**Your instructions:** Return each line in the records below that includes "green".
Data extracts START
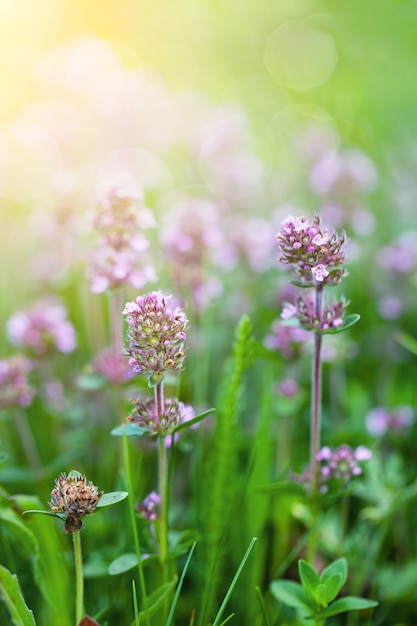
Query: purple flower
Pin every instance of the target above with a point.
(15, 390)
(42, 329)
(331, 315)
(156, 335)
(149, 508)
(286, 339)
(75, 497)
(380, 420)
(312, 250)
(112, 366)
(121, 257)
(341, 464)
(174, 413)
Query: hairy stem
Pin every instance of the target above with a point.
(162, 483)
(316, 385)
(79, 597)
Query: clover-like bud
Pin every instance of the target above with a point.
(74, 497)
(156, 335)
(317, 254)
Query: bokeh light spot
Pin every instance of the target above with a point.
(300, 56)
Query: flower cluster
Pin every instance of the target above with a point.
(120, 258)
(145, 414)
(149, 508)
(331, 316)
(286, 339)
(74, 497)
(341, 464)
(317, 254)
(381, 420)
(156, 335)
(112, 366)
(337, 467)
(42, 329)
(15, 390)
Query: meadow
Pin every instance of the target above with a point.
(208, 236)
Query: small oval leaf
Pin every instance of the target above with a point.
(112, 497)
(123, 563)
(130, 430)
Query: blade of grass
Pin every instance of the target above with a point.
(179, 586)
(263, 607)
(233, 583)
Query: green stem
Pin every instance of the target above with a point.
(134, 525)
(28, 443)
(163, 494)
(315, 432)
(79, 598)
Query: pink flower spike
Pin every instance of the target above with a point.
(288, 311)
(319, 272)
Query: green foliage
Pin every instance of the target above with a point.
(315, 596)
(222, 462)
(12, 597)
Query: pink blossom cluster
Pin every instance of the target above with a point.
(112, 366)
(286, 339)
(15, 390)
(341, 179)
(381, 420)
(304, 311)
(191, 238)
(156, 335)
(42, 329)
(149, 508)
(317, 255)
(341, 464)
(121, 257)
(174, 413)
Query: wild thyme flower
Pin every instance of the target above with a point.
(15, 390)
(289, 341)
(149, 508)
(121, 257)
(337, 467)
(74, 497)
(341, 464)
(317, 254)
(331, 315)
(156, 335)
(112, 366)
(174, 414)
(381, 420)
(42, 329)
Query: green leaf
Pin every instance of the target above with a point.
(321, 595)
(232, 585)
(349, 603)
(291, 594)
(88, 621)
(407, 342)
(309, 578)
(38, 511)
(91, 382)
(11, 595)
(179, 587)
(198, 418)
(112, 497)
(130, 430)
(339, 566)
(157, 598)
(333, 585)
(155, 379)
(285, 488)
(347, 323)
(123, 563)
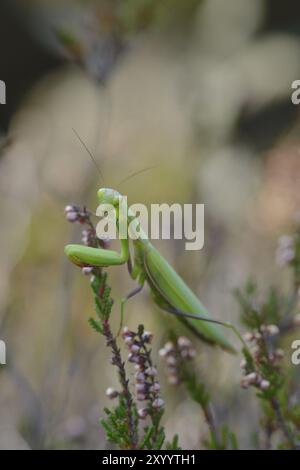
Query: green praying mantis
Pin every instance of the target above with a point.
(146, 265)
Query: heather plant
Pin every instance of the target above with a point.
(135, 418)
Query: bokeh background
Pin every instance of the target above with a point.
(199, 89)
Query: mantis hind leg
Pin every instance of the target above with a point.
(183, 316)
(89, 256)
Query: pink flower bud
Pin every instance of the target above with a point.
(141, 396)
(71, 216)
(135, 348)
(140, 377)
(133, 358)
(87, 270)
(158, 403)
(147, 337)
(143, 413)
(264, 385)
(173, 379)
(111, 393)
(151, 371)
(140, 387)
(155, 387)
(184, 342)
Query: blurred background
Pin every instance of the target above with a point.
(201, 90)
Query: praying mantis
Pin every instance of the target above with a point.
(146, 265)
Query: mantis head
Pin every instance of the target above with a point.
(108, 196)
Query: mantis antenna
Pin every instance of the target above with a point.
(137, 173)
(89, 153)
Data extracts END
**Result of the task:**
Query: green stem
Query: green foliage
Query: green leaf
Query: green praying mantis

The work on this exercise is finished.